> **EXERCISE INSTRUCTIONS**
1: Answer these questions from the article about Karen Stabelfeldt:
(a) How old was Stabelfeldt when she died?
(b) Which high school did she graduate from?
(c) Since what year had she taught at MacDowell Montessori School?
2: Print the passage of the article about Karen Stabelfeldt starting at "She taught compassion" and ending at "Thursday at 63.".
3: List every institution named in the article about Karen Stabelfeldt where she earned a degree or studied after high school.

> **TEXT FOR ANALYSIS**
--- --- ---

Even through cancer, Stabelfeldt taught children strength, perseverance
For nearly 40 years, Karen Stabelfeldt taught the children.
As a Christian educator, she taught them the value of faith. As a music director, she taught them the beauty of rhythm, melody, harmony.
She taught compassion by example as a foster parent for children with medical needs, and she taught them strength by continuing to teach through a 15-year battle with cancer.
"She retired in June because she didn't think it would be fair to her students if she didn't make it through the next year," said Andrea Corona, principal of MacDowell Montessori School in Milwaukee, where Stabelfeldt taught since 2008.
"But she came back during the first semester to volunteer."
Stabelfeldt died Thursday at 63.
"She was really good at meeting the individual needs of every child," said Paula Ambos, a teacher at MacDowell and a friend of Stabelfeldt for the past 10 years. "And she really worked hard to educate parents on how best to support their children's development."
She was born Karen Jill Younger on Feb. 15, 1951, the third of five children of George and Mary Janice Younger.
She grew up in West Allis, graduating from Nathan Hale High School before earning a degree in psychology from the University of Wisconsin-Stevens Point.
She later earned an associate degree in culinary arts from Milwaukee Area Technical College and a theology degree from Concordia University and studied at the Milwaukee Montessori Training Center, said her husband Kimm Stabelfeldt.
Her Christian education career included work at New Life Community Church in Milwaukee, Brookfield Presbyterian and Trinity Presbyterian in Milwaukee, he said.

--- --- ---

(Stored data entries)
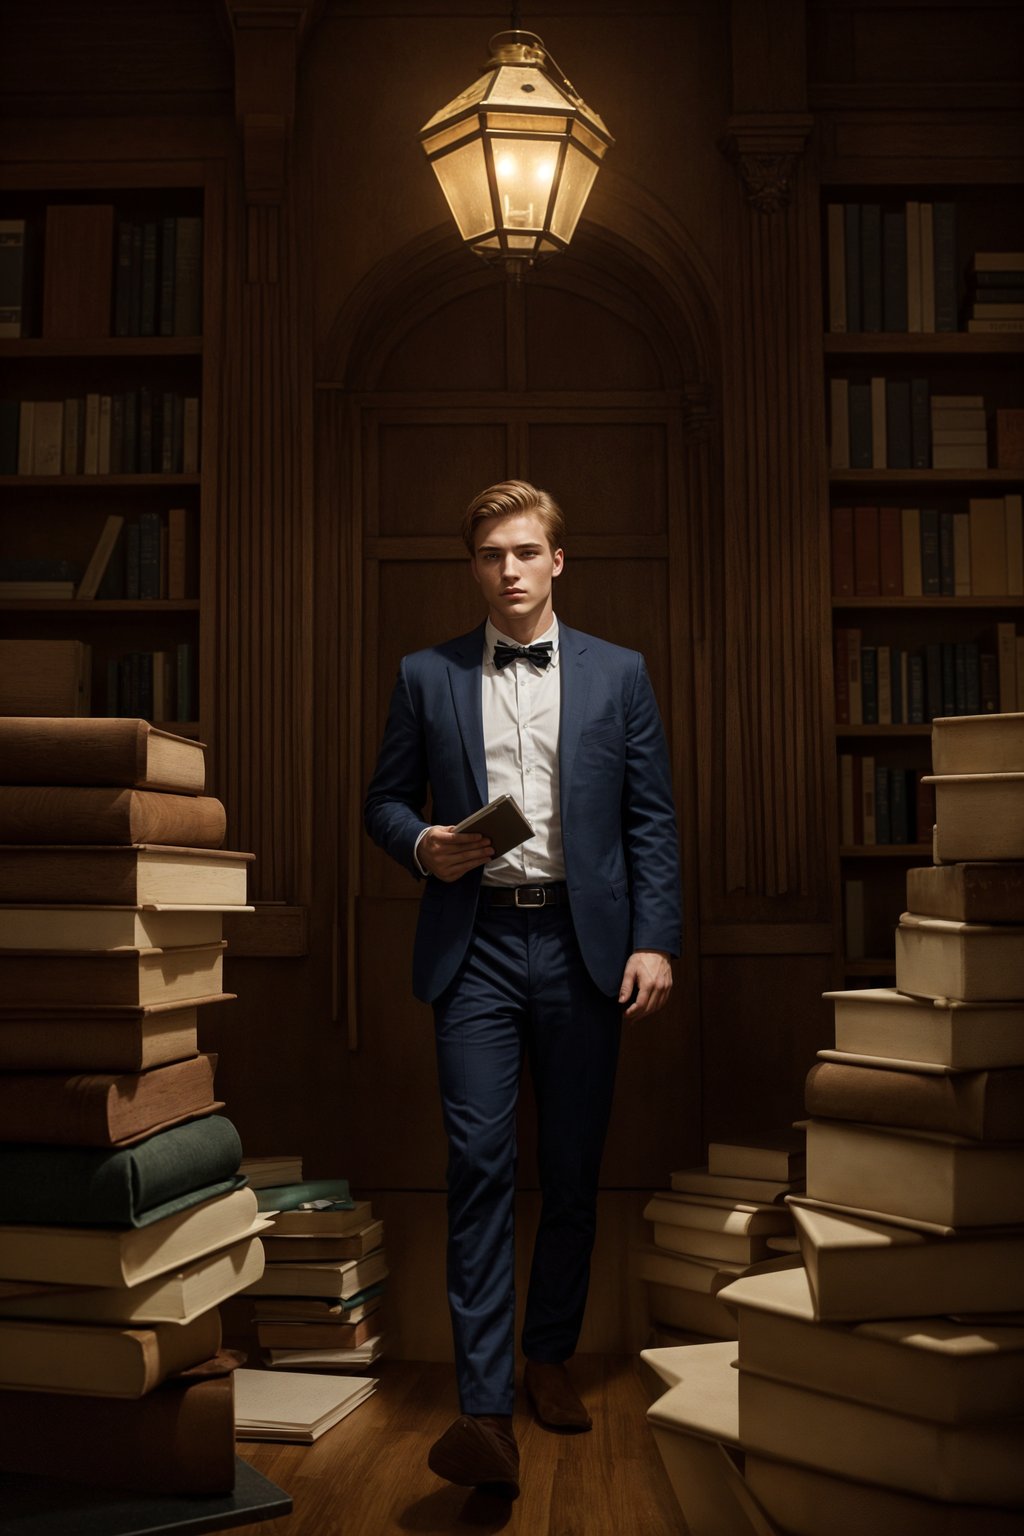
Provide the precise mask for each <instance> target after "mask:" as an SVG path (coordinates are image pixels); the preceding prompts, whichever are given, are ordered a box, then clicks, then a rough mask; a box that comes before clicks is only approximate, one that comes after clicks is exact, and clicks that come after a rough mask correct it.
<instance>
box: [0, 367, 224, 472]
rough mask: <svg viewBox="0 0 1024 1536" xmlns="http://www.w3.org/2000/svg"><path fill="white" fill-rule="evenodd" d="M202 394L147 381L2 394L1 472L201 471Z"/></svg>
mask: <svg viewBox="0 0 1024 1536" xmlns="http://www.w3.org/2000/svg"><path fill="white" fill-rule="evenodd" d="M198 473H200V399H198V395H183V393H181V392H180V390H166V389H154V387H150V386H147V384H143V386H140V387H138V389H132V390H123V392H118V393H112V395H101V393H95V395H92V393H91V395H84V396H74V398H69V399H5V401H0V475H198Z"/></svg>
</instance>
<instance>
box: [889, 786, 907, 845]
mask: <svg viewBox="0 0 1024 1536" xmlns="http://www.w3.org/2000/svg"><path fill="white" fill-rule="evenodd" d="M909 826H910V819H909V816H907V770H906V768H892V770H890V771H889V829H890V833H892V837H890V842H894V843H907V842H909V840H910V839H909Z"/></svg>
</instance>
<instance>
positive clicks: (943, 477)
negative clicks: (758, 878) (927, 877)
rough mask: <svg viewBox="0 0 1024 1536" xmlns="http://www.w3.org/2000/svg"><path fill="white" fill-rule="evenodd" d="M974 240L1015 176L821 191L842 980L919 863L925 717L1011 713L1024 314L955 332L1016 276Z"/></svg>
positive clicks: (831, 604)
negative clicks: (990, 267) (995, 573)
mask: <svg viewBox="0 0 1024 1536" xmlns="http://www.w3.org/2000/svg"><path fill="white" fill-rule="evenodd" d="M851 210H852V212H851ZM978 252H993V253H996V252H1003V253H1007V252H1013V253H1019V252H1024V206H1022V203H1021V198H1019V187H1018V186H1015V184H998V183H993V184H986V183H984V181H981V180H976V181H975V180H972V181H958V183H955V184H938V183H935V184H921V183H920V181H913V183H910V181H907V183H906V184H900V183H897V181H894V180H892V167H890V166H889V167H886V169H884V170H883V172H880V180H878V181H877V183H874V181H860V183H844V181H843V180H838V181H837V183H829V181H826V184H824V186H823V190H821V261H823V272H824V275H826V283H824V309H826V312H824V336H823V361H824V389H826V401H827V407H829V445H827V447H829V465H831V467H829V508H827V518H829V536H831V567H832V568H831V593H832V594H831V613H832V654H834V699H835V723H834V728H832V740H831V750H832V751H834V753H835V776H837V780H835V782H837V802H838V803H837V823H838V869H837V888H838V892H840V905H841V920H840V923H838V937H837V949H838V952H837V972H838V974H840V975H841V978H843V982H844V983H846V985H851V986H863V985H872V983H874V985H890V982H892V977H894V974H895V963H894V955H892V932H894V928H895V925H897V922H898V915H900V912H901V911H903V909H904V906H906V894H904V880H906V869H907V866H909V865H912V863H920V862H924V860H930V854H932V848H930V833H929V825H930V819H932V813H930V808H929V791H927V790H926V788H924V786H921V783H920V777H921V774H923V773H927V771H929V768H930V719H932V717H933V716H936V714H970V713H984V711H987V710H1007V708H1024V571H1022V570H1021V561H1022V556H1021V539H1022V538H1024V535H1022V533H1021V493H1022V492H1024V459H1022V458H1021V450H1019V445H1018V449H1016V450H1013V449H1012V445H1010V435H1012V432H1013V430H1019V429H1021V421H1024V415H1021V413H1022V409H1024V373H1022V370H1021V356H1022V353H1024V332H1022V330H1021V326H1024V321H1021V319H1015V318H1012V315H1007V313H1004V315H1003V316H1001V319H1003V321H1004V323H1003V326H1001V327H999V329H970V330H969V329H967V326H969V324H970V323H972V319H976V318H979V316H992V310H987V309H981V307H975V306H979V304H984V303H987V301H989V293H987V289H992V287H998V289H999V292H998V300H999V301H1001V303H1010V304H1012V303H1013V300H1019V303H1021V304H1024V272H1016V273H1015V275H1013V278H1012V280H1009V281H1010V283H1012V286H1013V290H1012V292H1004V290H1003V287H1001V284H1003V283H1004V280H1003V278H999V276H989V275H987V273H986V275H984V276H981V273H979V270H976V263H975V255H976V253H978ZM1018 261H1019V257H1018ZM1010 264H1012V263H1010ZM990 266H992V264H990ZM1004 266H1006V263H1004ZM993 270H995V272H998V270H999V267H993ZM1018 286H1019V292H1018ZM992 298H993V300H995V298H996V295H992ZM1019 313H1024V310H1021V312H1019ZM883 327H884V329H883ZM999 413H1004V415H999ZM1010 413H1016V415H1010ZM936 429H938V430H936ZM940 447H941V450H943V452H941V453H936V449H940ZM938 456H941V458H943V459H944V462H943V465H941V467H936V465H935V458H938ZM960 458H963V462H956V459H960ZM950 459H953V462H950ZM999 504H1001V507H1003V513H1001V515H999V513H998V507H999ZM999 539H1001V541H1003V542H1001V544H998V541H999ZM996 544H998V548H996ZM996 568H999V570H1001V571H1003V573H1004V578H1006V579H1003V576H999V574H993V571H995V570H996ZM897 800H898V805H897Z"/></svg>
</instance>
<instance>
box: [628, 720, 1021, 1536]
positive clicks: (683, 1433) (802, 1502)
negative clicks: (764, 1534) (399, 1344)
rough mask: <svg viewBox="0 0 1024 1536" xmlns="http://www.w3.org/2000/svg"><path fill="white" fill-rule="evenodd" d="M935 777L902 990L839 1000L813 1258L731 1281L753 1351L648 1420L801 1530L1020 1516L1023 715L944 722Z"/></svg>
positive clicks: (750, 1507)
mask: <svg viewBox="0 0 1024 1536" xmlns="http://www.w3.org/2000/svg"><path fill="white" fill-rule="evenodd" d="M933 768H935V774H933V782H935V791H936V819H935V849H936V857H938V859H940V862H938V863H935V865H932V866H930V868H921V869H912V871H910V872H909V876H907V891H906V897H907V906H909V908H910V911H909V912H906V914H904V915H903V919H901V920H900V928H898V931H897V986H895V989H867V991H863V992H857V991H854V992H835V994H827V997H829V1000H831V1001H832V1003H834V1009H835V1048H834V1049H826V1051H821V1052H820V1054H818V1061H817V1064H815V1066H814V1068H812V1071H811V1074H809V1077H808V1084H806V1095H804V1103H806V1111H808V1115H809V1120H808V1123H806V1134H808V1149H806V1158H808V1161H806V1192H804V1193H803V1195H789V1197H788V1201H786V1203H788V1206H789V1209H791V1212H792V1217H794V1223H795V1230H797V1240H798V1246H800V1260H801V1264H800V1266H797V1267H794V1269H789V1270H780V1269H774V1270H772V1272H761V1273H755V1275H749V1273H748V1275H745V1276H740V1278H738V1279H737V1281H734V1283H732V1284H731V1286H728V1287H725V1289H723V1290H720V1292H718V1299H720V1303H722V1306H723V1307H726V1309H729V1310H731V1312H734V1313H735V1318H737V1332H738V1344H737V1349H735V1350H728V1349H722V1347H718V1346H705V1347H703V1355H700V1356H699V1358H697V1359H692V1350H689V1352H688V1358H689V1362H688V1369H686V1370H685V1372H682V1370H680V1375H683V1376H685V1379H686V1382H688V1385H680V1387H677V1389H672V1392H671V1393H668V1395H665V1396H663V1398H662V1399H660V1404H656V1407H654V1409H652V1410H651V1419H652V1424H654V1427H656V1436H659V1444H660V1445H662V1444H663V1439H665V1438H668V1436H682V1439H683V1442H685V1447H683V1455H686V1453H688V1450H689V1441H691V1438H692V1436H695V1435H700V1433H702V1430H703V1435H705V1436H708V1435H714V1436H715V1438H718V1439H720V1442H725V1444H728V1445H729V1450H732V1452H737V1453H740V1455H742V1465H743V1479H745V1488H743V1493H745V1495H746V1498H748V1504H746V1508H751V1507H752V1508H754V1511H755V1513H757V1514H758V1516H761V1514H763V1516H765V1518H766V1521H768V1528H775V1527H777V1528H778V1530H785V1531H788V1533H792V1536H820V1533H821V1531H823V1530H826V1528H827V1531H829V1536H860V1533H863V1531H866V1530H890V1531H900V1533H901V1536H903V1533H906V1536H936V1533H938V1536H1009V1533H1010V1531H1016V1530H1019V1524H1021V1510H1022V1508H1024V1464H1022V1462H1021V1456H1019V1430H1021V1422H1022V1421H1024V1370H1022V1366H1024V1330H1022V1329H1021V1327H1019V1316H1021V1310H1024V1177H1022V1175H1024V1147H1022V1146H1021V1140H1019V1126H1021V1120H1022V1117H1024V1071H1022V1069H1024V925H1022V923H1021V917H1022V915H1024V720H1022V719H1021V716H998V717H986V719H978V720H949V722H946V720H941V722H936V725H935V731H933ZM657 1353H659V1352H657V1350H654V1352H649V1353H648V1356H645V1358H649V1356H651V1355H657ZM734 1361H735V1366H737V1367H738V1369H732V1366H734ZM651 1362H652V1364H657V1362H656V1361H651ZM723 1404H728V1409H726V1407H725V1405H723ZM712 1413H714V1415H715V1424H714V1425H712V1424H709V1419H711V1416H712ZM715 1432H717V1433H715ZM665 1455H666V1465H668V1464H669V1453H668V1452H665ZM720 1462H722V1470H720V1476H722V1478H723V1479H728V1478H734V1468H735V1462H734V1461H729V1462H728V1464H726V1461H725V1458H722V1459H720ZM731 1487H732V1488H735V1482H734V1484H731ZM706 1491H708V1490H706V1488H705V1496H706ZM751 1498H752V1501H754V1502H752V1505H751V1502H749V1501H751Z"/></svg>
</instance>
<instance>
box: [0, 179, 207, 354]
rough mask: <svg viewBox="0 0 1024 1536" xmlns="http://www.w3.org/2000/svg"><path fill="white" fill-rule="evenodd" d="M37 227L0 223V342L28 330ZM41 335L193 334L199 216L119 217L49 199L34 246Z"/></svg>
mask: <svg viewBox="0 0 1024 1536" xmlns="http://www.w3.org/2000/svg"><path fill="white" fill-rule="evenodd" d="M37 244H38V230H37V229H34V227H32V224H31V221H29V220H25V218H5V220H0V250H2V260H0V336H29V335H32V333H34V321H35V316H34V280H35V276H37V270H35V269H37V267H38V258H37V257H35V253H34V246H37ZM41 275H43V293H41V326H40V333H41V335H43V336H54V338H58V336H60V338H69V336H83V338H91V339H97V338H101V336H111V335H115V336H198V335H200V333H201V329H203V220H201V217H200V215H167V217H163V218H144V220H138V218H126V217H120V218H118V217H117V210H115V209H114V206H112V204H109V203H89V204H71V203H54V204H51V206H49V207H48V209H46V215H45V229H43V247H41Z"/></svg>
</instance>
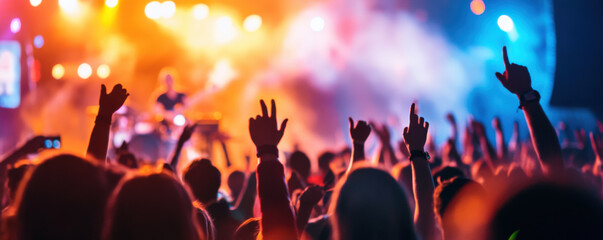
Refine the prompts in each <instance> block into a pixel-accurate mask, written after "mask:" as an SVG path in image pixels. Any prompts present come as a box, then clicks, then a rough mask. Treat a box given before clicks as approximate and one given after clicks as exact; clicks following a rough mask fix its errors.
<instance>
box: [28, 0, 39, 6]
mask: <svg viewBox="0 0 603 240" xmlns="http://www.w3.org/2000/svg"><path fill="white" fill-rule="evenodd" d="M41 3H42V0H29V4H31V6H33V7H37V6H40V4H41Z"/></svg>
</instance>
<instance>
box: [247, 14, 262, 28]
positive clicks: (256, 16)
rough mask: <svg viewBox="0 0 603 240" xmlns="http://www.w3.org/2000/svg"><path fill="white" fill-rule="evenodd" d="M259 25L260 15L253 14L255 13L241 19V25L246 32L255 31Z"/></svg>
mask: <svg viewBox="0 0 603 240" xmlns="http://www.w3.org/2000/svg"><path fill="white" fill-rule="evenodd" d="M261 26H262V17H260V16H258V15H255V14H253V15H249V16H248V17H247V18H245V21H243V27H244V28H245V30H247V31H248V32H255V31H257V30H258V29H260V27H261Z"/></svg>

--- --- ---

> **SOLUTIONS TO THE PROBLEMS**
1:
(a) 63
(b) Nathan Hale High School
(c) 2008

2:
She taught compassion by example as a foster parent for children with medical needs, and she taught them strength by continuing to teach through a 15-year battle with cancer.
"She retired in June because she didn't think it would be fair to her students if she didn't make it through the next year," said Andrea Corona, principal of MacDowell Montessori School in Milwaukee, where Stabelfeldt taught since 2008.
"But she came back during the first semester to volunteer."
Stabelfeldt died Thursday at 63.

3:
University of Wisconsin-Stevens Point
Milwaukee Area Technical College
Concordia University
Milwaukee Montessori Training Center